──────── Selected extract
During the best of times and worst of times, dandelions were there. Jamie Kinsley Photo.
Dandelions have conquered the world: My topic for York History Storyteller night
Many think as The Great Depression era as the worst of times. Dismissed from their jobs and unable to find work, many found themselves hungry. Rattling the penniless piggy banks told children that dinner, yet again, would be sparse.
In 1932 and 1933, the United States spiraled into the crushing blows of more jobs lost. Upwards of 23,500 workers in York County failed to secure work. On the brink of starvation, Yorkers even stole food from neighbors, plucking crops straight from the farmers’ fields.
However, resources popped up when we needed them most. Compared to other, more urban parts of America, Yorkers have maintained our traditional knowledge of living off the land.
────────────────
_Required action 1_.
Answer these from the dandelion passage:
(a) Who is credited with the photo?
(b) In which years did the United States spiral into more job losses?
(c) How many workers in York County failed to secure work?
_Required action 2_. List every geographic place that the dandelion passage names directly, leaving out names of events and words for residents.
_Required action 3_. Please duplicate the dandelion passage from "During the best" up to and including "the farmers’ fields.".
──────── Data under study
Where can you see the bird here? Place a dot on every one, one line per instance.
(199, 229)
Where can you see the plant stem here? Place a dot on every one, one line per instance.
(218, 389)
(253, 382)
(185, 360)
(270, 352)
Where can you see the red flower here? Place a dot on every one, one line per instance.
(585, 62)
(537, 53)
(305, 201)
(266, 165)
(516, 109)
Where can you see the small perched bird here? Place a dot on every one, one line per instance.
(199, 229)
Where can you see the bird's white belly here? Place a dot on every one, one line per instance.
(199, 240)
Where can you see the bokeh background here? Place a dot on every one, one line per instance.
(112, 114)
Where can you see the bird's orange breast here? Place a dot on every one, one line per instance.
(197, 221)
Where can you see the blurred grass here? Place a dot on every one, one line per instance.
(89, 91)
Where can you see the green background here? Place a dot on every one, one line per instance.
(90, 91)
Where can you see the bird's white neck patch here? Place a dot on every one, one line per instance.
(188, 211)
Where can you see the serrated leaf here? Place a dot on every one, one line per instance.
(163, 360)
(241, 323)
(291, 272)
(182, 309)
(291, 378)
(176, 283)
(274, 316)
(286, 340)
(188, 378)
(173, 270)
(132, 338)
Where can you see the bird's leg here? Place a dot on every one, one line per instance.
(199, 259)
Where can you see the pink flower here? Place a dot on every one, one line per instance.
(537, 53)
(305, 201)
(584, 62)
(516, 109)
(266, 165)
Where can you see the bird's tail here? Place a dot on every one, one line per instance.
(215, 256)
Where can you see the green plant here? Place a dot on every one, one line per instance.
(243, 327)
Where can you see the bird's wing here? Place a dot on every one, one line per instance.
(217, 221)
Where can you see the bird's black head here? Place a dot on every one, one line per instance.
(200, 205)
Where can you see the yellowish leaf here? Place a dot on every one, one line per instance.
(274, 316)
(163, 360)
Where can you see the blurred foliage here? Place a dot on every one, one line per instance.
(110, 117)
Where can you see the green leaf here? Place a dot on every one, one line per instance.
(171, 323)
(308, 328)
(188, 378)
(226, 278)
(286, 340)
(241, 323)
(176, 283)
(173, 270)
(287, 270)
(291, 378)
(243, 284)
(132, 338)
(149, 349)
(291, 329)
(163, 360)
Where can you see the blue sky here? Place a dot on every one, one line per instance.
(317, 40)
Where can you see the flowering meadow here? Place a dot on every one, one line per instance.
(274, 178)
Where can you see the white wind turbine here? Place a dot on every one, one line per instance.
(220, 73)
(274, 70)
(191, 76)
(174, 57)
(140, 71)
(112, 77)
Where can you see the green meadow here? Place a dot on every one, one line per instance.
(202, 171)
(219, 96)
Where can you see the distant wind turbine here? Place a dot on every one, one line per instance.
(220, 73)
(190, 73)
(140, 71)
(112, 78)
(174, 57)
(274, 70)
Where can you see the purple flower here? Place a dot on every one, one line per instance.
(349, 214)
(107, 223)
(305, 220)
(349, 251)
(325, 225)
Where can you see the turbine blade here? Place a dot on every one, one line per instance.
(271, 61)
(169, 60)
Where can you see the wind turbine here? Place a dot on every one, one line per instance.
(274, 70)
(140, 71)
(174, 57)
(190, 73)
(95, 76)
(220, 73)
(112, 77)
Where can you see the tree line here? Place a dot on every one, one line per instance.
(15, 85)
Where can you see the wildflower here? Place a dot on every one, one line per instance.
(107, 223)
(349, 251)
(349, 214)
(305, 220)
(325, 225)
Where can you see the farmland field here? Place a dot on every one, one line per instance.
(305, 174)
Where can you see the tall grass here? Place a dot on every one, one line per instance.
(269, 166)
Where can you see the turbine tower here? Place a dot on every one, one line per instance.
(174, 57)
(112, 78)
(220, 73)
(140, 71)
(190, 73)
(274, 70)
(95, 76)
────────────────
_Exercise solution 1_.
(a) Jamie Kinsley
(b) 1932 and 1933
(c) Upwards of 23,500

_Exercise solution 2_.
United States
York County
America

_Exercise solution 3_.
During the best of times and worst of times, dandelions were there. Jamie Kinsley Photo.
Dandelions have conquered the world: My topic for York History Storyteller night
Many think as The Great Depression era as the worst of times. Dismissed from their jobs and unable to find work, many found themselves hungry. Rattling the penniless piggy banks told children that dinner, yet again, would be sparse.
In 1932 and 1933, the United States spiraled into the crushing blows of more jobs lost. Upwards of 23,500 workers in York County failed to secure work. On the brink of starvation, Yorkers even stole food from neighbors, plucking crops straight from the farmers’ fields.